Records provided –
__________

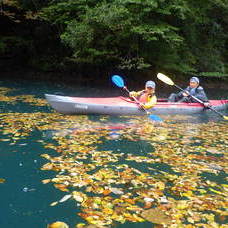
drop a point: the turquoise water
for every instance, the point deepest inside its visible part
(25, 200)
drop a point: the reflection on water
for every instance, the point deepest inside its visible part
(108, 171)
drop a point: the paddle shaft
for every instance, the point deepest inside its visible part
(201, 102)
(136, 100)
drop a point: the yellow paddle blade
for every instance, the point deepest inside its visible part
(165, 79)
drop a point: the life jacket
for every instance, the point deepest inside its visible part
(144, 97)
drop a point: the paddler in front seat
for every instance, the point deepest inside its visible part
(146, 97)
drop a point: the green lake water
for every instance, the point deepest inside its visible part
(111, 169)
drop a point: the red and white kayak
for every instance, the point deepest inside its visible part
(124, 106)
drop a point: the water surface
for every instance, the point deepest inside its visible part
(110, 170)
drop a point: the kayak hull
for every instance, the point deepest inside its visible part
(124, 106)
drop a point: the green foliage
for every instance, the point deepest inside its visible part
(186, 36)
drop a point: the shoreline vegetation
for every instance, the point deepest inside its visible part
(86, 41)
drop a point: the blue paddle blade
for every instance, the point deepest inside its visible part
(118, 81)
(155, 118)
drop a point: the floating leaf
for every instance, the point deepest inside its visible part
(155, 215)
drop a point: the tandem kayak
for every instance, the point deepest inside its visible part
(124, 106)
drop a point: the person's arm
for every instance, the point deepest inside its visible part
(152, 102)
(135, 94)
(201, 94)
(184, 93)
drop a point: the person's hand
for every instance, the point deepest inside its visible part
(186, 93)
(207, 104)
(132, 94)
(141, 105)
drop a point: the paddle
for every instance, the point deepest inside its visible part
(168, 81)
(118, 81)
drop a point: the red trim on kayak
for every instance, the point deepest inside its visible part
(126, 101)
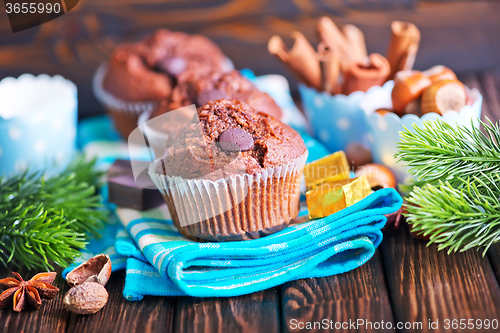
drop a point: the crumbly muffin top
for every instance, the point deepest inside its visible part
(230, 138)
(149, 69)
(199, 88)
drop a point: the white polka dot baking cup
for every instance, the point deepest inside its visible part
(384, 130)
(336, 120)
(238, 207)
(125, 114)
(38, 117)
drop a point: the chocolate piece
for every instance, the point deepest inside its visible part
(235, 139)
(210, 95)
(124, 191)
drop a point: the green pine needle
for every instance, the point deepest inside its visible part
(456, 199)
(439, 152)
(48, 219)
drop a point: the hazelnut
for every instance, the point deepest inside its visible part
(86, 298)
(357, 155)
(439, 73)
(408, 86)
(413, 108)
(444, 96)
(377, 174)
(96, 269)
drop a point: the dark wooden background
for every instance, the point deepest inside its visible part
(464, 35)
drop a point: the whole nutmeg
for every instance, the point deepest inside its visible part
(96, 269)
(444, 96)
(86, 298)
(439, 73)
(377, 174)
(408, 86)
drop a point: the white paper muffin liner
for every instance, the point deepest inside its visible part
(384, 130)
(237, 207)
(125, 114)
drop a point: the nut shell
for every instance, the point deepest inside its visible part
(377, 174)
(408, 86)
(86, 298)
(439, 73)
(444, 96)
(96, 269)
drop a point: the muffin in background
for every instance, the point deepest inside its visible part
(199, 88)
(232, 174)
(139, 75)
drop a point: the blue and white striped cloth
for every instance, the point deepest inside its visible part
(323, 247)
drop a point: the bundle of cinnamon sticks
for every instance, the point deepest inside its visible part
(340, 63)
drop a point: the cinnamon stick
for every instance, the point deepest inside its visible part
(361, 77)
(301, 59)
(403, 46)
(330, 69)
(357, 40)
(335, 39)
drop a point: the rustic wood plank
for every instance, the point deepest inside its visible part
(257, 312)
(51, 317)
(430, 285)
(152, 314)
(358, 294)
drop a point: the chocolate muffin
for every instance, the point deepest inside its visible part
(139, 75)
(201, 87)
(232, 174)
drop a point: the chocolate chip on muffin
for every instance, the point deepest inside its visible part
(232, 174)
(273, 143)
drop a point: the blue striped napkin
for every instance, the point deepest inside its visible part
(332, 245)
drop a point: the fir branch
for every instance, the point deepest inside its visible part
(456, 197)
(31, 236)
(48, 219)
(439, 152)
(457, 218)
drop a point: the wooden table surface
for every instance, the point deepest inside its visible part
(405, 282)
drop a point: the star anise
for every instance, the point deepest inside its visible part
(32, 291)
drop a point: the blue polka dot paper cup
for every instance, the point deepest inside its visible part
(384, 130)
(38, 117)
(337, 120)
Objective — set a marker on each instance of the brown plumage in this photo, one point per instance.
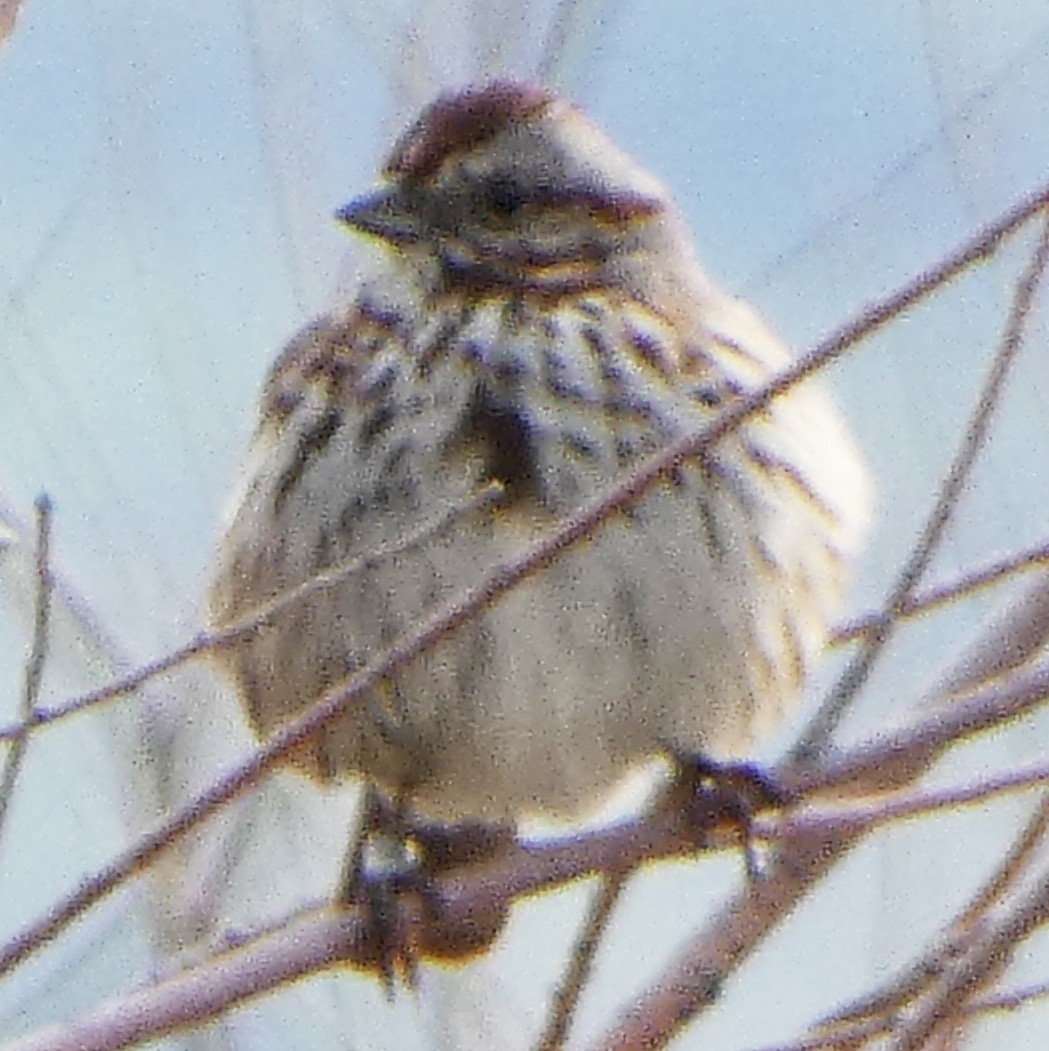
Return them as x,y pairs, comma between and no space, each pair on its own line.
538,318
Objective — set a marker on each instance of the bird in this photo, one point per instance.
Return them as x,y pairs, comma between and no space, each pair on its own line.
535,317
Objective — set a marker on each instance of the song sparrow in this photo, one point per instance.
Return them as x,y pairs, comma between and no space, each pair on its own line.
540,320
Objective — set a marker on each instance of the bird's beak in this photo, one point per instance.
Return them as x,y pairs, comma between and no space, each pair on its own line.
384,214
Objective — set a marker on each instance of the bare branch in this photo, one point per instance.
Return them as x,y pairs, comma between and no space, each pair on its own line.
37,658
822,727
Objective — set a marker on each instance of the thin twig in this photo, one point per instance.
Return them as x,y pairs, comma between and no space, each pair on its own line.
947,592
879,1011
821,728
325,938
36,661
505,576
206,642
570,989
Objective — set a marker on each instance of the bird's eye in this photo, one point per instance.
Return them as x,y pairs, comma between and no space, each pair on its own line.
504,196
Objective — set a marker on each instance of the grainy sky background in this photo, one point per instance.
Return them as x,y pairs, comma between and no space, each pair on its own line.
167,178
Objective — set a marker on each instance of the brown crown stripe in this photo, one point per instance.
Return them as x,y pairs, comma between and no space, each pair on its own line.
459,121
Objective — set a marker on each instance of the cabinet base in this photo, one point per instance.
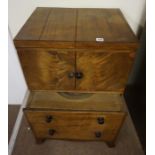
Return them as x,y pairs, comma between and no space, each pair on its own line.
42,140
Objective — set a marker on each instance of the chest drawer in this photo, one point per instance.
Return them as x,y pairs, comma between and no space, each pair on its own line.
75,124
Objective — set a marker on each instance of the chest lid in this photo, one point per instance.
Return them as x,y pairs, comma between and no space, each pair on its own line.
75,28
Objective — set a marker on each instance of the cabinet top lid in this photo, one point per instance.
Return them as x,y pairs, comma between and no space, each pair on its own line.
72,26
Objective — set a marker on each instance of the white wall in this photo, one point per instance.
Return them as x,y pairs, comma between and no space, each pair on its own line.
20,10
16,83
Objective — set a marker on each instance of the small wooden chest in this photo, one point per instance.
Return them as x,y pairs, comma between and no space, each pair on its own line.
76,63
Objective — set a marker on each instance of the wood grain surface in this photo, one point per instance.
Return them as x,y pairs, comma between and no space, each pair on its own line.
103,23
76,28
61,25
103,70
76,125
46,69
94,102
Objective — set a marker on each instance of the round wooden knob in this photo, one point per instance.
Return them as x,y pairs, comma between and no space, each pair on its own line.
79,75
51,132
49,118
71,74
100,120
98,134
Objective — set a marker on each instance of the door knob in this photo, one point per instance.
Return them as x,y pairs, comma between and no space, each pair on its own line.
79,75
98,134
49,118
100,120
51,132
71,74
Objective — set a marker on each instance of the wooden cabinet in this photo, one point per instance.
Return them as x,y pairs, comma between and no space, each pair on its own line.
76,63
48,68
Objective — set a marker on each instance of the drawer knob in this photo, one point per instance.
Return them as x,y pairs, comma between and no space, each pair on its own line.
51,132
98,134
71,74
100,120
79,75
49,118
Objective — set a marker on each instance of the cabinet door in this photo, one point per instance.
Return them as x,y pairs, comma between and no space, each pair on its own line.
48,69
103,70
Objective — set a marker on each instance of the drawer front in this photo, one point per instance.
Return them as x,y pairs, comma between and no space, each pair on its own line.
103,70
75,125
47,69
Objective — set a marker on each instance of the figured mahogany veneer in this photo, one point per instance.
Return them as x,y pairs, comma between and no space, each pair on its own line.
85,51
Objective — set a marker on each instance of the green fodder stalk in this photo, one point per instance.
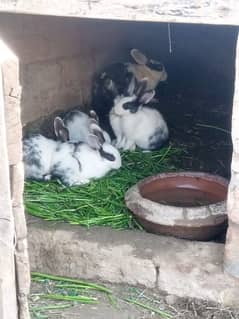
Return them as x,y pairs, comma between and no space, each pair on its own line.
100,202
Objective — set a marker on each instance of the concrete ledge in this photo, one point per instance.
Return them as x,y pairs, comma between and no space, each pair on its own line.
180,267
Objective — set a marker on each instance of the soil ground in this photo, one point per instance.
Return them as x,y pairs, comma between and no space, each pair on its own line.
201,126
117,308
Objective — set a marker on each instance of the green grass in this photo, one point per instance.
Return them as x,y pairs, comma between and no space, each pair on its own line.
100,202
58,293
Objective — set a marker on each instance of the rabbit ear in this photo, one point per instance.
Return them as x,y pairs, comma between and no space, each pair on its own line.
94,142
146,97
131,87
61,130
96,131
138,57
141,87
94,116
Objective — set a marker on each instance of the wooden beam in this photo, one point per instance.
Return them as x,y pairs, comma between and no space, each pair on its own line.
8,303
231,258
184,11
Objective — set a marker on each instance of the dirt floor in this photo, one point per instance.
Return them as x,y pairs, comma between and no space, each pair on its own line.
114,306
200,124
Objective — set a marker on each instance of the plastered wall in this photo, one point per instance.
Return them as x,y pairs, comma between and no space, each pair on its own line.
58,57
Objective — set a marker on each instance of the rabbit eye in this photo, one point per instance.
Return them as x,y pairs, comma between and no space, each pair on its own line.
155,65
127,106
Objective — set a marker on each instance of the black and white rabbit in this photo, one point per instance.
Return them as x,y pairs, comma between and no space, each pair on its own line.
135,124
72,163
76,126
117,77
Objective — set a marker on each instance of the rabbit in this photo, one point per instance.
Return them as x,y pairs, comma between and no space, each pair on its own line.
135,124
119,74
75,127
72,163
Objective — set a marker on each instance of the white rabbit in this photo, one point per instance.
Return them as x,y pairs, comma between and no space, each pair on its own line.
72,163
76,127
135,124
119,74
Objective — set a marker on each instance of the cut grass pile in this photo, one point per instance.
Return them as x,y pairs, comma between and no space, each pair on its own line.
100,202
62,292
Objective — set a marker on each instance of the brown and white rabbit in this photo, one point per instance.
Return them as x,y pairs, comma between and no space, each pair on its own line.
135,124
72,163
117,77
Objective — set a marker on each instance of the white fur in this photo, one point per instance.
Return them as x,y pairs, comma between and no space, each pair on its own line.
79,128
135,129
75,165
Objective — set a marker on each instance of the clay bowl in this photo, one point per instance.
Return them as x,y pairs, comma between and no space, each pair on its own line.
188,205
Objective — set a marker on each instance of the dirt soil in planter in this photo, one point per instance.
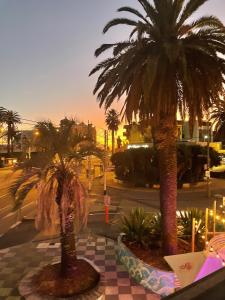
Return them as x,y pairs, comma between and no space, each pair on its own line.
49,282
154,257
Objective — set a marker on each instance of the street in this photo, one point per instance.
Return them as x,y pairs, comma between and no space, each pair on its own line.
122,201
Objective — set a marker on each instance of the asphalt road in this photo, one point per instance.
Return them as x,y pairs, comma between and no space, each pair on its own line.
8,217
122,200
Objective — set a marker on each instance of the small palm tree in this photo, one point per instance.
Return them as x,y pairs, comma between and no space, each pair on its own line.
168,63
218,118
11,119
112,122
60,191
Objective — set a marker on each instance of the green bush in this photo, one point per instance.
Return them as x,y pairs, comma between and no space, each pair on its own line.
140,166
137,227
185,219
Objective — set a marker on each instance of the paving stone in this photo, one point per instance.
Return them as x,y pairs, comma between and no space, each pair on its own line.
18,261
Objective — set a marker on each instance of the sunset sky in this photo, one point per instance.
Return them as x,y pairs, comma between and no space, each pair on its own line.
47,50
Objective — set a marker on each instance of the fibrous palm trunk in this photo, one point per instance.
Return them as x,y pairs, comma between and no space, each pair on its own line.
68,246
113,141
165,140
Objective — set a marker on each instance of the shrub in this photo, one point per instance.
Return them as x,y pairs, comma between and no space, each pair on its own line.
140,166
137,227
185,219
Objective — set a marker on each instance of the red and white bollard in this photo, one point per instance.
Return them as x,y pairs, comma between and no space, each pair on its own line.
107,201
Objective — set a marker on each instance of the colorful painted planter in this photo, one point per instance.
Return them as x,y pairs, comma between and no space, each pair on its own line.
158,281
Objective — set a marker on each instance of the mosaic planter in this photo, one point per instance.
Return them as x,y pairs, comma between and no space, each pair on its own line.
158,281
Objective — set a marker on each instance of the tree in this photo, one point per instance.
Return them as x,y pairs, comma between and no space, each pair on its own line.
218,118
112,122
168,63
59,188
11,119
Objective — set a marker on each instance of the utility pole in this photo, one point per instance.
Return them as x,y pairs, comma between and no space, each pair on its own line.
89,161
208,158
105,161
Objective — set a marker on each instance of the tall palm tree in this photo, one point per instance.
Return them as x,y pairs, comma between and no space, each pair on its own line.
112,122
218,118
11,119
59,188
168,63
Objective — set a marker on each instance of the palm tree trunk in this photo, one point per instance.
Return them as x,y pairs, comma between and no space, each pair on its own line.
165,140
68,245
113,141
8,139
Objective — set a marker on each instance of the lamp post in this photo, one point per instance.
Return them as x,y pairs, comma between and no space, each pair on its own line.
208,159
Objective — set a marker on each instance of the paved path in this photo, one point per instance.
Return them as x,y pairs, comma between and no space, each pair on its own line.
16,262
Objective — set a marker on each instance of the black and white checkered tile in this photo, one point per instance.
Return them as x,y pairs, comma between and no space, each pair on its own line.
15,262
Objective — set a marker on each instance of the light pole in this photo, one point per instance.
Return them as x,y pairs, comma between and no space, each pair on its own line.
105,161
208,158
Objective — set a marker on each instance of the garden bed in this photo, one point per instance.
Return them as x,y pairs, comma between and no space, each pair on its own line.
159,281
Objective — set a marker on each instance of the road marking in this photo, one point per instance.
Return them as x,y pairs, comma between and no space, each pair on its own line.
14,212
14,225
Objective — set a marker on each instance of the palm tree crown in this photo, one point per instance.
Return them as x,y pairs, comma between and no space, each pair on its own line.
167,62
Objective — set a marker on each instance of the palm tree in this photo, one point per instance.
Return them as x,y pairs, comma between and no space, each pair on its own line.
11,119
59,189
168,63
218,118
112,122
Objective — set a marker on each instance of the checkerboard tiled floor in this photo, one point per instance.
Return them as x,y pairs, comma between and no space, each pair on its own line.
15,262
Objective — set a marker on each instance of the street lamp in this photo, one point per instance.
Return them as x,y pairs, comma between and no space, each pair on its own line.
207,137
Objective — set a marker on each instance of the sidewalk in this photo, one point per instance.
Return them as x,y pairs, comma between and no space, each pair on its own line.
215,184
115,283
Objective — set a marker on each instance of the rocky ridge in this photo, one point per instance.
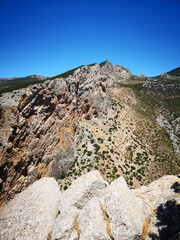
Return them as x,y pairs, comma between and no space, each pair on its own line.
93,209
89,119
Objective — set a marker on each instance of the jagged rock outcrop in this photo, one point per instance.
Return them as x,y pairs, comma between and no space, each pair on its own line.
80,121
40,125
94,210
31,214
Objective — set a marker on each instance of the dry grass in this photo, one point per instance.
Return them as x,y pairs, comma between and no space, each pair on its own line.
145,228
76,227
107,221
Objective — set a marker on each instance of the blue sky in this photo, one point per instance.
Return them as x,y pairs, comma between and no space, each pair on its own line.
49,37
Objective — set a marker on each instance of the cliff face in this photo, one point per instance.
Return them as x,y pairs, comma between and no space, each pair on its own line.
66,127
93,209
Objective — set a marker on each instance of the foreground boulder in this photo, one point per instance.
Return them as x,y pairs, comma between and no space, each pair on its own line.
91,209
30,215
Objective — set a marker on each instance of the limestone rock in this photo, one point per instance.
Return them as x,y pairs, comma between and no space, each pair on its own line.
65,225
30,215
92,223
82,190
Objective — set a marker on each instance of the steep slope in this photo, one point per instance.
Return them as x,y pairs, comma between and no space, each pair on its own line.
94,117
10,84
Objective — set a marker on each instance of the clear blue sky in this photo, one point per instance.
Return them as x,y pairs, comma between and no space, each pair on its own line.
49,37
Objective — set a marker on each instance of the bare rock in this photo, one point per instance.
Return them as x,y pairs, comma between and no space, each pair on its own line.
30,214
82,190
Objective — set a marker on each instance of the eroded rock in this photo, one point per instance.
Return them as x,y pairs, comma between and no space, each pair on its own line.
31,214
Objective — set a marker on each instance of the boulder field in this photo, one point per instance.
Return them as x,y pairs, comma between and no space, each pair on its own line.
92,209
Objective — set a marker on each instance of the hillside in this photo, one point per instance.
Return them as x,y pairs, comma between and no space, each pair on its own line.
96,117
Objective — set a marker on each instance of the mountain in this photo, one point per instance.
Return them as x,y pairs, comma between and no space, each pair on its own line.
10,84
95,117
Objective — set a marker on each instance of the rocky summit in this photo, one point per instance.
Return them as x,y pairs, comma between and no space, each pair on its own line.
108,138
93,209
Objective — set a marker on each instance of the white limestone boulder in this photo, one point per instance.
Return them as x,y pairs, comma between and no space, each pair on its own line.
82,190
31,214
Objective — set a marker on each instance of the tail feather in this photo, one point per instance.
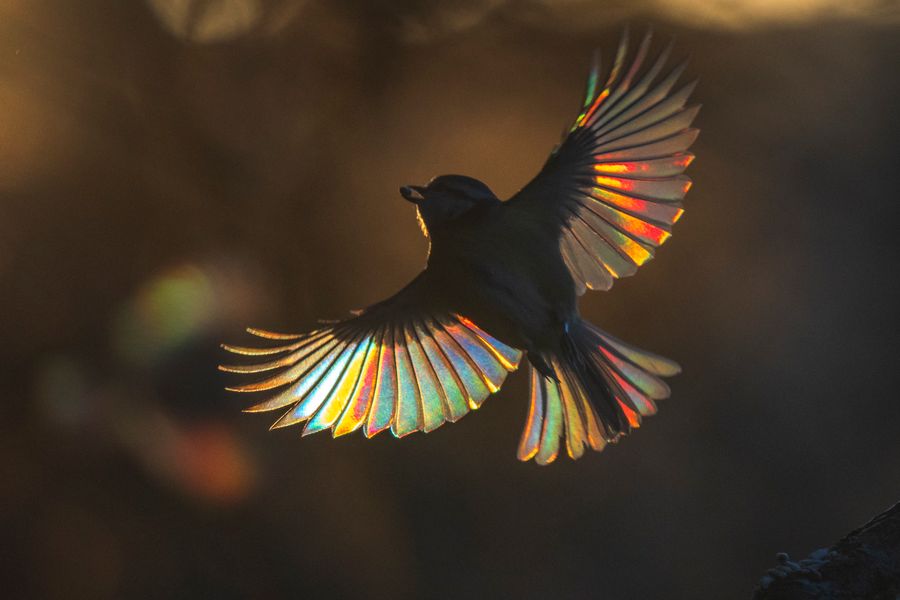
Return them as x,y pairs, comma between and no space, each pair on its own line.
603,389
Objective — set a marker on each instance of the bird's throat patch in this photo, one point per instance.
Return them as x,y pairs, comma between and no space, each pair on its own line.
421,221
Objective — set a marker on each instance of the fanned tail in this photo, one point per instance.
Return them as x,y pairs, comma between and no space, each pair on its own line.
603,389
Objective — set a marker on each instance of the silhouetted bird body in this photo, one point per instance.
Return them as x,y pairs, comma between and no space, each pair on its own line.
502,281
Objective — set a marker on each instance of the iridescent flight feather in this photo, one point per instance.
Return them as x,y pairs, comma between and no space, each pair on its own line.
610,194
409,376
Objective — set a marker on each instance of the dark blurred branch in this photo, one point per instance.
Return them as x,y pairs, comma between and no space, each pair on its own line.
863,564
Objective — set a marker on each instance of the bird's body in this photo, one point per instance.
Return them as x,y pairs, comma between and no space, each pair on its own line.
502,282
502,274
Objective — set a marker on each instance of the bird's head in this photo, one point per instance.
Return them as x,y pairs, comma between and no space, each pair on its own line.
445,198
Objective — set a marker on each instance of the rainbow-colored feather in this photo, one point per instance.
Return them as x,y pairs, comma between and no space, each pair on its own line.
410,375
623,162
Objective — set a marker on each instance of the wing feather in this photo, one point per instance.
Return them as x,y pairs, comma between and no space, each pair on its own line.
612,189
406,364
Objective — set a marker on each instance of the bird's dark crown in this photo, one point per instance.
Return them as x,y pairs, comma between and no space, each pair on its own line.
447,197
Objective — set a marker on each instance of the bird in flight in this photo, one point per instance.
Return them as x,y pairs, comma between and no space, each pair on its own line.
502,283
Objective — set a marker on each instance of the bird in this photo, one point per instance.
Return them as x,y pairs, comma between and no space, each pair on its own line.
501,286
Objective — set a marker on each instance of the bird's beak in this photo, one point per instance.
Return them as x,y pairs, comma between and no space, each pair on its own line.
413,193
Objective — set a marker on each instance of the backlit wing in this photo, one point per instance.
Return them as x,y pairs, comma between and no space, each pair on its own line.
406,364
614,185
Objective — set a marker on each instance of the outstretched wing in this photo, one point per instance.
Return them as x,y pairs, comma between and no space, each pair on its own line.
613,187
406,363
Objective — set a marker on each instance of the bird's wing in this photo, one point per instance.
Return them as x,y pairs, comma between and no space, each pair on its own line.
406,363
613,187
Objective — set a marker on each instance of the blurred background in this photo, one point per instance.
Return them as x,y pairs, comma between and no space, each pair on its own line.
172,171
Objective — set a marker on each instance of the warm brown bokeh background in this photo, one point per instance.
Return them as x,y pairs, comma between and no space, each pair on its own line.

__________

Activity – Print exactly the lines above from the one with "drop a point: the yellow paddle blade" to the one with "drop a point: the green lake water", including both.

Reply –
drop a point: the yellow paddle blade
for every instance, the point deepest inside its visible part
(165, 79)
drop a point: the life jacket
for every instance, the point deepest inside its visible part
(144, 97)
drop a point: the paddler in front seat
for every instance, the point deepest inside its visible part
(146, 97)
drop a point: the green lake water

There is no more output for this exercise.